GIVEN PROBLEM A ▸ Please list each distinct emoji that closes the first of the comments on geology road cut videos.

Such an excellent outdoor class on Geology ~ to touch pour water on rock is so much better than just a screen image or book ~tactile experience ~ really reading geology close up ~ assignments of either / and or sketching these ocurrences of the rocks their composition has got to be the best to learn characteristics ~ do students actually go on field trips to first hand witness to 'see' these Boudins etc. ~ all students of geology must witness the awsomeness of these roadside outcrops ~ amazing power of folding fracturng faulting ~ Thank You Shawn ~ very real & most interesting 🪨🪨🪨🤘⛰️
Hey Shawn thanks for the road cut videos. The next time you're in June Lake, check out the massive balancing erratic just below town at the fire station
That tilting seems to be generally increasing as you go to the right. It would be very revealing if you were able to investigate a wider field around that outcrop, to see where, and maybe even on which side of it, the intrusive rock lies. It could even be inclined beyond vertical, meaning that the rising magma could have erupted to the left, rather than to the right.

GIVEN PROBLEM B ▸ Output the records verbatim, beginning at the line that contains "Exercise. For every instance of the light" and continuing through the end of the records.

DATASET ▸

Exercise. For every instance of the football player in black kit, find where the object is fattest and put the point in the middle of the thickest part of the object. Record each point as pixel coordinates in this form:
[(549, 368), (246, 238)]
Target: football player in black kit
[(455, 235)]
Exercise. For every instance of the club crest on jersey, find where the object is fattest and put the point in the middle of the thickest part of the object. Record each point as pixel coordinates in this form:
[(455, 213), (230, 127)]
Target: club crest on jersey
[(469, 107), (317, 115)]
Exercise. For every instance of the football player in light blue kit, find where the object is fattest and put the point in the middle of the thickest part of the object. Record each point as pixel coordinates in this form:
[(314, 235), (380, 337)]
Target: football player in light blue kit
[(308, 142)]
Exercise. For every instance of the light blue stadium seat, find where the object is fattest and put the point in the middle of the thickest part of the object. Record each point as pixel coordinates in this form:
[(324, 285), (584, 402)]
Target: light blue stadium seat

WRITTEN ANSWER A ▸ 🪨, 🤘, ⛰️

WRITTEN ANSWER B ▸
Exercise. For every instance of the light blue stadium seat, find where the object is fattest and put the point in the middle of the thickest part of the object. Record each point as pixel coordinates in this form:
[(324, 285), (584, 402)]
Target: light blue stadium seat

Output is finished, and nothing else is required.